Starting with the line that contains "x=195, y=167" and stopping after the line that contains "x=104, y=74", return each line below exactly as written, with no others.

• Record set
::::::::
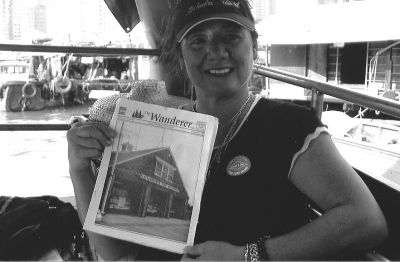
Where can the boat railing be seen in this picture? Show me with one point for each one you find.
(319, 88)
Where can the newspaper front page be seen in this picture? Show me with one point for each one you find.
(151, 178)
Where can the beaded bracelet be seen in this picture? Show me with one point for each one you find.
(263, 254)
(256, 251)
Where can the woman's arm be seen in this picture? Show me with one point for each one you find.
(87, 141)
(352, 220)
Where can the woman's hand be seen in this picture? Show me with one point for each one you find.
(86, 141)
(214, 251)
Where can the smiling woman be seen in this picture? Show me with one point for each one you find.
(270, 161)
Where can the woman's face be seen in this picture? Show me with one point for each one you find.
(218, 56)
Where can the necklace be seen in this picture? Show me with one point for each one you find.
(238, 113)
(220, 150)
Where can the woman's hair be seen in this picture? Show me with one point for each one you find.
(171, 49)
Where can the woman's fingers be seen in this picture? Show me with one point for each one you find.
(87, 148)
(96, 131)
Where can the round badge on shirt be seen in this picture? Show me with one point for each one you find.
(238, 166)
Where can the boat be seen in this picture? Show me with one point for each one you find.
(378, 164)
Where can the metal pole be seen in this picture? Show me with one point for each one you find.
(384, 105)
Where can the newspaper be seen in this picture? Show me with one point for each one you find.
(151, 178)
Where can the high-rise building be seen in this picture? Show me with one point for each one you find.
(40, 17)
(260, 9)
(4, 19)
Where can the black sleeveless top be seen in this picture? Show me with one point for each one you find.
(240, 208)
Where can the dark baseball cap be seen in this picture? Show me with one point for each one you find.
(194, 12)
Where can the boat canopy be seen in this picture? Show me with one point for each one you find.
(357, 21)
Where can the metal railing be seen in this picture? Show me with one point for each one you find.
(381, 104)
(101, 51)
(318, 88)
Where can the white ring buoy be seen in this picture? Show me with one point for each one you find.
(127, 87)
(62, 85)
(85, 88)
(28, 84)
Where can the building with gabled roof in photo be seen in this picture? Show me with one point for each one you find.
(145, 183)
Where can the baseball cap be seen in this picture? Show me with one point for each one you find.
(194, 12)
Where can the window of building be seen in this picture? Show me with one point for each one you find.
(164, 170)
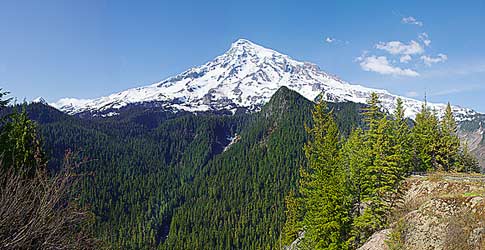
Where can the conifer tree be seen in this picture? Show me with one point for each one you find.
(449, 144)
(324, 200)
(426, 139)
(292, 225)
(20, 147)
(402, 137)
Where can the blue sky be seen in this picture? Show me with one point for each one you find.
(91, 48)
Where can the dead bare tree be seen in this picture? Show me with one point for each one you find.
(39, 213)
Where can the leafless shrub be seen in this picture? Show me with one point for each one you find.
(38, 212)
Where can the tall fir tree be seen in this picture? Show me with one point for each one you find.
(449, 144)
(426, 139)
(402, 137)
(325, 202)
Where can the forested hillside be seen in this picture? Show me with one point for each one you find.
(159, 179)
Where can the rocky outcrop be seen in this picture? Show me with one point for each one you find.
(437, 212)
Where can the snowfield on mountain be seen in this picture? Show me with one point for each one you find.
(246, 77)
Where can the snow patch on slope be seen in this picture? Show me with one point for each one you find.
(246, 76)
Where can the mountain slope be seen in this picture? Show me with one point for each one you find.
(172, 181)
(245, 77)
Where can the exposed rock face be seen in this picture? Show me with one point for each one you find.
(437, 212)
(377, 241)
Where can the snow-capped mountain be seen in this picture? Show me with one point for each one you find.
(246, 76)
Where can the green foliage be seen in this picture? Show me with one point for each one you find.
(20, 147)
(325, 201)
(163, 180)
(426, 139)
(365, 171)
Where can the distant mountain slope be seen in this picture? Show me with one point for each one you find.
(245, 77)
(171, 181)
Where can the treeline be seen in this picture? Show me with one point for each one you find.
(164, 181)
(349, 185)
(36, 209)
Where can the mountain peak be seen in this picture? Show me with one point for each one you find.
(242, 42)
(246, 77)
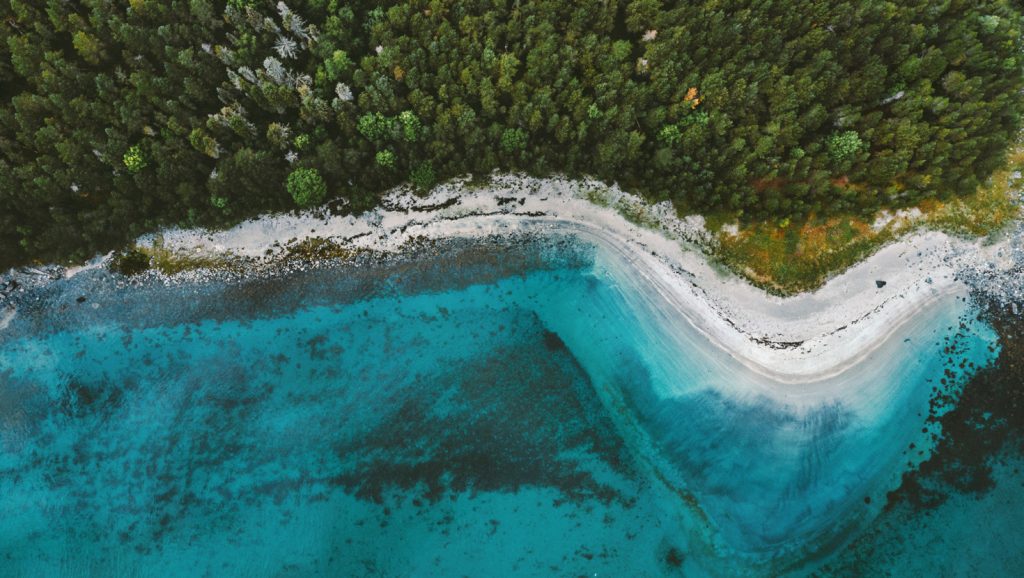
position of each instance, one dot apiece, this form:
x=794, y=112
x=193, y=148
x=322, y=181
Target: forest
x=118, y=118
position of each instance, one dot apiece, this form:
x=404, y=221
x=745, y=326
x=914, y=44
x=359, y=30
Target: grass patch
::::::::
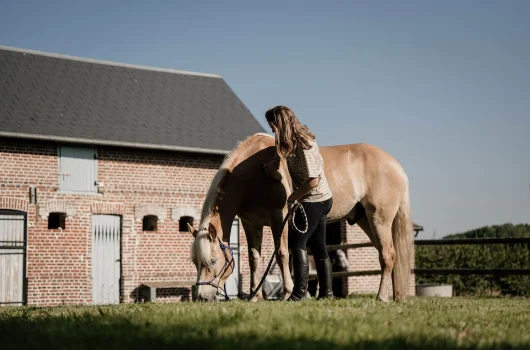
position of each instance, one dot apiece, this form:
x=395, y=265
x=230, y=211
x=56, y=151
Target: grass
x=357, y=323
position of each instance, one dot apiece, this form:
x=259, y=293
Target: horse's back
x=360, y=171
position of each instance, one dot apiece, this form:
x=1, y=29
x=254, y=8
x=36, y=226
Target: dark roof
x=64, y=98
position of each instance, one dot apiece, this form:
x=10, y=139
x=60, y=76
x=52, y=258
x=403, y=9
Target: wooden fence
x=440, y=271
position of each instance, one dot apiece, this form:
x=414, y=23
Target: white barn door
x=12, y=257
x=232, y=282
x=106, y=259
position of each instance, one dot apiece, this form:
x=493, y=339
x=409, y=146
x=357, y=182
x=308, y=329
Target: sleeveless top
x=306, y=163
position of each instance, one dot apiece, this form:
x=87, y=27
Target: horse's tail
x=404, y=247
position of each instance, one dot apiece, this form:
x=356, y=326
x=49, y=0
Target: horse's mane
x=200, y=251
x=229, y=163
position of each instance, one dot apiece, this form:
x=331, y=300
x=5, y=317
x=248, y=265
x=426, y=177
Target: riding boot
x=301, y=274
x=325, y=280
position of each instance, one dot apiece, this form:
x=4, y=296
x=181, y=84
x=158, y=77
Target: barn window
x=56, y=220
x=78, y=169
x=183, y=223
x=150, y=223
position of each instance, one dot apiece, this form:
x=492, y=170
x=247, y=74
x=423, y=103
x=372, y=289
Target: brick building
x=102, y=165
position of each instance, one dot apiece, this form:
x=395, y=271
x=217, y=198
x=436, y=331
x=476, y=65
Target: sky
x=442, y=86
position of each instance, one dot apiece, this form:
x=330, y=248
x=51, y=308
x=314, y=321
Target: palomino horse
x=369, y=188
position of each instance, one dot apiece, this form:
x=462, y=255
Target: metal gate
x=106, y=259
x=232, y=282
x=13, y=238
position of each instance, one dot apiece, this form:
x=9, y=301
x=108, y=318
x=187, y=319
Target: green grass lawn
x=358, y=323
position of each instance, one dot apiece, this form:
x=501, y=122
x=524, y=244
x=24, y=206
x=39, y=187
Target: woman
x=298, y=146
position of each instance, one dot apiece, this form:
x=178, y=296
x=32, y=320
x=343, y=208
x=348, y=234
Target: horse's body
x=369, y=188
::::::::
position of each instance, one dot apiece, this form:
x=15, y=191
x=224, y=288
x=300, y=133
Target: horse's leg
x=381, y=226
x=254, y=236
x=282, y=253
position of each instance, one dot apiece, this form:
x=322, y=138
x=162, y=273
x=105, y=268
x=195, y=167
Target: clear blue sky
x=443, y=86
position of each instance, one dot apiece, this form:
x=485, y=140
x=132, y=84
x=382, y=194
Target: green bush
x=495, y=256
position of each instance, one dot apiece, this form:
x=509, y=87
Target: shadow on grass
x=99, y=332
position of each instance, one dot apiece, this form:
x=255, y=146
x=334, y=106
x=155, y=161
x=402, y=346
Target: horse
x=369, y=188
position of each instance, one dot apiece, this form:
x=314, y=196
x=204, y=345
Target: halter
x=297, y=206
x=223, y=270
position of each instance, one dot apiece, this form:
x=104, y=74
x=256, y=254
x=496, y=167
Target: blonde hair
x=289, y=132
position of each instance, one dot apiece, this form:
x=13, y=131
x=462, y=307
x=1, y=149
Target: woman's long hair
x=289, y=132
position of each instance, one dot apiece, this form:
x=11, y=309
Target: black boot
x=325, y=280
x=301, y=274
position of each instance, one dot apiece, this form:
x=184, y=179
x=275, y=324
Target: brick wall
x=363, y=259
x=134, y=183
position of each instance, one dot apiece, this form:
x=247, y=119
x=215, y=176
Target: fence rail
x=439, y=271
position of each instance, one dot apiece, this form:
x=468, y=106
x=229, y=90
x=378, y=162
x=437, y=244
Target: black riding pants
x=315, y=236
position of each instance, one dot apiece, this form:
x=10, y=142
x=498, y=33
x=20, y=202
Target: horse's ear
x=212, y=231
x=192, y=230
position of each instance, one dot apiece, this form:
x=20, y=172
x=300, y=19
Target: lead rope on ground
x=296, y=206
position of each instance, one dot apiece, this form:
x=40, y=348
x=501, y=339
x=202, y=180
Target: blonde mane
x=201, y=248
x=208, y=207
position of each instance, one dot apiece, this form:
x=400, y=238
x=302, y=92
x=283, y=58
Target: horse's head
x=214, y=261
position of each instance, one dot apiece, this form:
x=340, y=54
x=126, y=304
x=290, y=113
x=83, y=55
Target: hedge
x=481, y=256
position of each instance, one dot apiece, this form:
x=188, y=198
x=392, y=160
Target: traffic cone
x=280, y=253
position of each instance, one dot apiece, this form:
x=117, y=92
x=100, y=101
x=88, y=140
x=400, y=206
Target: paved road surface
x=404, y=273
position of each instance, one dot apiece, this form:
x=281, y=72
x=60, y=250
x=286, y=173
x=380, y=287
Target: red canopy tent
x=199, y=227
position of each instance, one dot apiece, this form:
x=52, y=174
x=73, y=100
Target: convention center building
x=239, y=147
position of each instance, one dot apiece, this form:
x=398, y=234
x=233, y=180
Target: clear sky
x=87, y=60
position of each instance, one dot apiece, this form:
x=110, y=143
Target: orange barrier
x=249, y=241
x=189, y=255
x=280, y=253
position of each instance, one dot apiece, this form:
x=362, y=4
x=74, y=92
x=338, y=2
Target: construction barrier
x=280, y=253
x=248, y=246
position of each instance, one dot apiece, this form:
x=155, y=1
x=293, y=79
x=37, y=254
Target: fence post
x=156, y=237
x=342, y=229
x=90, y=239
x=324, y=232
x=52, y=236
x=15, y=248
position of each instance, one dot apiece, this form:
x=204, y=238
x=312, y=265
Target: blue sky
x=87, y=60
::::::::
• Written solution
x=195, y=167
Target: clear blue sky
x=443, y=86
position of each instance, one dot apiece, this form:
x=485, y=140
x=132, y=84
x=382, y=194
Target: green bush
x=495, y=256
position of each instance, one dot apiece, this form:
x=509, y=87
Target: shadow on grass
x=99, y=332
position of each instance, one dot apiece, this form:
x=255, y=146
x=334, y=106
x=155, y=161
x=402, y=346
Target: horse
x=369, y=188
position of each instance, one dot apiece, this form:
x=314, y=196
x=204, y=345
Target: halter
x=297, y=206
x=223, y=270
position of each instance, one dot apiece, this form:
x=104, y=74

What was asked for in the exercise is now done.